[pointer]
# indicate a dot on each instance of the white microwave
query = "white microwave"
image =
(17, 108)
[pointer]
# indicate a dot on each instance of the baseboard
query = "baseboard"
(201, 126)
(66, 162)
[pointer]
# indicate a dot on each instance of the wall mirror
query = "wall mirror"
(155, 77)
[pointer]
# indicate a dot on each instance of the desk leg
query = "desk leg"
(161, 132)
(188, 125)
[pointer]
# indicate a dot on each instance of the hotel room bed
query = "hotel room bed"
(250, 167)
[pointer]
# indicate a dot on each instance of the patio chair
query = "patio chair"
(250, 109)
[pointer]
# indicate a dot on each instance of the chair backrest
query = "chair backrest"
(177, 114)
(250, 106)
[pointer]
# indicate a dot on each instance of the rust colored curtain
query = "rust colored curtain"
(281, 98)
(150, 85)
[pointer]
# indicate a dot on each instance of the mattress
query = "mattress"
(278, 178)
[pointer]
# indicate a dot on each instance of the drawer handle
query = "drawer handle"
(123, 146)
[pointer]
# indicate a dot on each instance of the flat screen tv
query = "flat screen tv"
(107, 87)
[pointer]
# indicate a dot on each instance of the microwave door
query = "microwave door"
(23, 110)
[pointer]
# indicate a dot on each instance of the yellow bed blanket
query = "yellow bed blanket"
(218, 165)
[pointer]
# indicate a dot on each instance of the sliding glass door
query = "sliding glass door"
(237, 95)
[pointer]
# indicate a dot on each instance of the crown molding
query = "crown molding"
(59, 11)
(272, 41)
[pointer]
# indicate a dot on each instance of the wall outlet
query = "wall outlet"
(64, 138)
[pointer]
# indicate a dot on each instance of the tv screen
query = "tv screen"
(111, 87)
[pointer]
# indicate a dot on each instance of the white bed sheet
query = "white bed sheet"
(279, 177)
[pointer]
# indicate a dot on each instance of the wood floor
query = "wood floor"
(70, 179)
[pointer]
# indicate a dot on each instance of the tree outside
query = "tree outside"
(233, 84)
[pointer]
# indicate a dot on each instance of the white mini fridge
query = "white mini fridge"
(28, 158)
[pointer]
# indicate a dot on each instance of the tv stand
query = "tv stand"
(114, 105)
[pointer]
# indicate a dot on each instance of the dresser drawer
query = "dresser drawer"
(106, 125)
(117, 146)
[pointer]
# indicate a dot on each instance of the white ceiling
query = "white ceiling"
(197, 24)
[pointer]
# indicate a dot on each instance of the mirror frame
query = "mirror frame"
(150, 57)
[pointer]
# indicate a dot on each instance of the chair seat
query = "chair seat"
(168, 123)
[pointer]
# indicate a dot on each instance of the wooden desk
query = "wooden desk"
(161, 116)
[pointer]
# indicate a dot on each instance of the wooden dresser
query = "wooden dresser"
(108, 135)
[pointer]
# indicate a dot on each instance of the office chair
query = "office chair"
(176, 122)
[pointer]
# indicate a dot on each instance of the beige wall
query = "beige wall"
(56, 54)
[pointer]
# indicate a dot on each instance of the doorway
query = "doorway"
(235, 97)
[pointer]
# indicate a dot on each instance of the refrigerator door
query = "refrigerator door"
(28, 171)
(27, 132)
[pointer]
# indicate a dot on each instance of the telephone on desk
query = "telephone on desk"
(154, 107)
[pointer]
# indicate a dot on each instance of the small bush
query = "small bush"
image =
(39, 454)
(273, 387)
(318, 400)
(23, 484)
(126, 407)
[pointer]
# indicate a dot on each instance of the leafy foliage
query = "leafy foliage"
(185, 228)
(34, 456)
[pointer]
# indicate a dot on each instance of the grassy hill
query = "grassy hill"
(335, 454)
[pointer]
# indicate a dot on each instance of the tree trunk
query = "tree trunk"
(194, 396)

→ Exercise objective: Give the records again, complete and exact.

→ Answer below:
[pointer]
# indicate a dot on each instance of the white microwave
query = "white microwave"
image =
(17, 108)
[pointer]
# indicate a dot on each instance of the baseboard
query = "baseboard"
(201, 126)
(66, 162)
[pointer]
# indicate a dot on each instance of the wall mirror
query = "wall mirror"
(155, 77)
[pointer]
# indicate a dot on each instance of the desk leg
query = "desk leg"
(161, 132)
(188, 125)
[pointer]
# indicate a dot on each instance of the hotel room bed
query = "hotel room bed"
(250, 167)
[pointer]
# indicate a dot on each instance of the patio chair
query = "patio chair"
(250, 109)
[pointer]
# indicate a dot on each instance of the chair backrest
query = "chair backrest"
(177, 114)
(250, 106)
[pointer]
# indicate a dot on each instance of the rust colored curtain
query = "rust colored curtain"
(281, 98)
(150, 85)
[pointer]
# indicate a dot on each instance of the mattress
query = "mattress"
(278, 178)
[pointer]
# indicate a dot on each instance of the drawer handle
query = "drawer handle"
(123, 146)
[pointer]
# indicate a dot on each instance of the flat screen tv
query = "flat screen tv"
(107, 87)
[pointer]
# indicate a dot on each instance of the microwave door
query = "microwave door"
(23, 110)
[pointer]
# indicate a dot on each instance of the yellow bed blanket
query = "yellow bed blanket"
(218, 165)
[pointer]
# indicate a dot on each instance of the sliding glass door
query = "sliding glass door"
(237, 95)
[pointer]
# indicate a dot on each instance of the crown molding
query = "crown molding"
(59, 11)
(272, 41)
[pointer]
# indicate a dot on each instance of the wall outlet
query = "wall outlet"
(64, 138)
[pointer]
# indicate a dot on each instance of the tv screen
query = "tv screen"
(111, 87)
[pointer]
# indicate a dot on each instance of the white bed sheet
query = "white bed sheet"
(279, 177)
[pointer]
# indicate a dot on each instance of the wood floor
query = "wood floor"
(70, 179)
[pointer]
# indicate a dot on each instance of the tree outside
query = "tree outside"
(233, 84)
[pointer]
# indicate a dot on each instance of the white mini fridge
query = "white mini fridge"
(28, 158)
[pointer]
# indicate a dot on each instance of the tv stand
query = "tv stand"
(114, 105)
[pointer]
# indicate a dot on each instance of the dresser drawer
query = "dresser drawer"
(106, 125)
(117, 146)
[pointer]
# indicate a dot on each instance of the white ceiling
query = "white ceiling"
(197, 24)
[pointer]
# indicate a dot on each instance of the mirror frame
query = "mirror frame"
(150, 57)
[pointer]
# indicate a dot on each instance of the chair seat
query = "chair seat"
(168, 123)
[pointer]
# indicate a dot on each instance of the wooden desk
query = "wooden desk"
(161, 116)
[pointer]
# indicate a dot on each instance of the wooden dresser
query = "wooden dresser"
(108, 135)
[pointer]
# indicate a dot on each instance of the office chair
query = "office chair"
(176, 122)
[pointer]
# indicate a dot on each instance of the beige wall
query = "beige wall"
(56, 54)
[pointer]
# indicate a dot on each instance of the doorway
query = "doorway"
(235, 97)
[pointer]
# indicate a dot on each instance of the refrigerator door
query = "refrigerator door"
(28, 171)
(27, 132)
[pointer]
# indicate a dot on each instance of the telephone on desk
query = "telephone on desk"
(154, 107)
[pointer]
# indicate a dot on each instance of the small bush
query = "small bush"
image =
(39, 454)
(273, 387)
(318, 400)
(23, 484)
(126, 407)
[pointer]
# indicate a dot on each instance of the leafy foliage
query = "leafy foliage"
(185, 228)
(34, 456)
[pointer]
# indicate a dot on each instance of the grassy hill
query = "grassy hill"
(335, 454)
[pointer]
# indicate a dot on each instance of the tree trunk
query = "tree trunk"
(194, 396)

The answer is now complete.